◆ **Segmento di testo**:
===

Ma è tormentato dal dubbio. L’arrivo delle donne, esiliate su un
altro pianeta in quanto residuo di un’umanità debole e sconfitta,
rende più torbido il dramma che rapidamente evolve verso la catastrofe.
Il brano n.1 («Prefonia»: Alquanto lento e incolore), prelude alla
scena iniziale; alle ultime battute si alza il sipario, rivelando
l’interno di una cabina radiotelegrafica della centrale aerea. Un
uomo, al tavolino, improvvisamente si alza e resta in ascolto della
musica, esclamando stupito: «Questa notte l’aria vibra di rumori
strani [...] Lontano una nube di avvoltoi scudiscia l’aria con stridule
risate». Il n.2 («Commento I») si riferisce all’arrivo dell’ambasciatrice
delle donne, le quali vorrebbero diventare le compagne degli uomini.
Bacal rifiuta le profferte con veemenza e dà alla donna una prova
di forza distruggendo l’aeroflotta. La musica, da eseguirsi «con
energia» e «ben ritmata», commenta la scena della distruzione: i
violini attaccano in tessitura altissima, con sordina ma fortissimo,
mentre le ottave spezzate del pianoforte, in rapida ribattuta e
in crescendo, rispondono a un effetto di «colore». Il n.3 («Interludio»)
introduce l’atto II, ambientato nel laboratorio di Tonchir. Come
in altri lavori di Mix, la musica si spezza in una dilatazione violenta
dello spazio dinamico, con la contrapposizione secca di pianissimo
e fortissimo. All’improvviso l’andamento in 4/4 si interrompe per
un martellante 5/4, fff e «rallentando», che segna la climax del
brano («col massimo fragore», «sforzatissimo e secco»). Poi una
pausa ci riporta al «pianissimo e cupo» di un Molto lento e misterioso,
dove è prescritto agli ottoni di «soffiare nello strumento senza
levare il suono». Al tacere della musica si assiste ai dubbi e alle
angosce di Tonchir, artefice di un mondo meccanizzato del quale
non vede più i benefici. Nella sua mente si affollano i rimorsi,
fino all’apparizione di tre ombre, ricordo allucinato di una condizione
umana ormai perduta. Il n.4 («Commento II») è di una brevità aforistica:
cinque battute soltanto, a note lunghe (Calmissimo e metafisico),
che accompagnano il rialzarsi di Tonchir, trasognato e smarrito.

===

◆ **Consegna esercizio**: Prosegui il testo qui sopra sulle musiche di scena di Mix, riprendendo subito dopo l'ultima frase riportata.

◆ **Sezione dati**:
===

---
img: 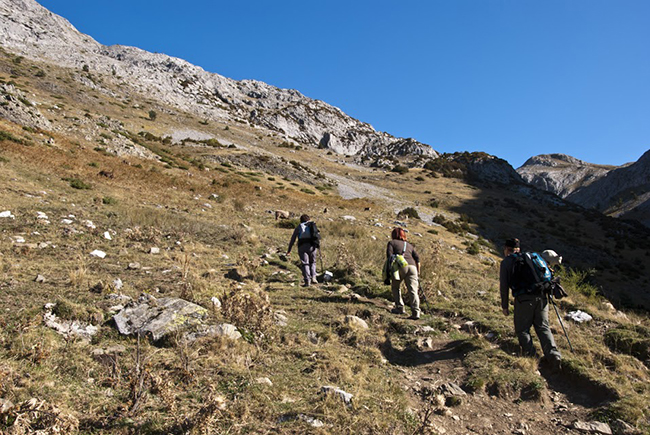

===

◆ **Risposta scritta**:
Il n.5 («Pantomima e tregenda») apre l’atto III con la danza dei
condannati alle macchine: con gesti da automi, ora lenti ora rapidi,
gli uomini-macchina si muovono in ogni direzione. È il culmine tragico
della vicenda, il nucleo in cui si addensano i significati del dramma:
è la perdita dell’ultima parvenza umana, l’estremo stadio dell’alienazione.
Tonchir riconosce la propria sconfitta e si allontana. Allora, la
macchina stride, manda scintille, poi «comincia a dare segni di
follia. Vampe multicolori. Fili che s’arroventano e si fondono.
Gorgoglìi. Stridori. Scricchiolìi. Crepitìi. Rantoli». Tonchir muore
mentre attacca il commento n.6 («Pantomima II»): note sincopate,
insistite nelle diverse famiglie strumentali, suggeriscono la monotona
meccanicità dei condannati (Tragicamente sostenuto). Al culmine
del parossismo allucinato l’orchestra si ferma su una lunga corona;
solo il tamburo procede, sottolineando le urla di Bacal che inutilmente
si getta sulla macchina impazzita nel tentativo di arrestarla. A
questo punto partono le sirene, che continuano fortissimo per tutta
la durata dell’ultimo commento («Finale»). Le macchine cominciano
«ad intonare con le sirene un canto angoscioso, lugubre, straziante».
La musica trascorre dall’iniziale Agitato al rallentando assai,
sino a un Largamente e grandioso, fortissimo, «sforzatissimo»: la
macchina ha vinto.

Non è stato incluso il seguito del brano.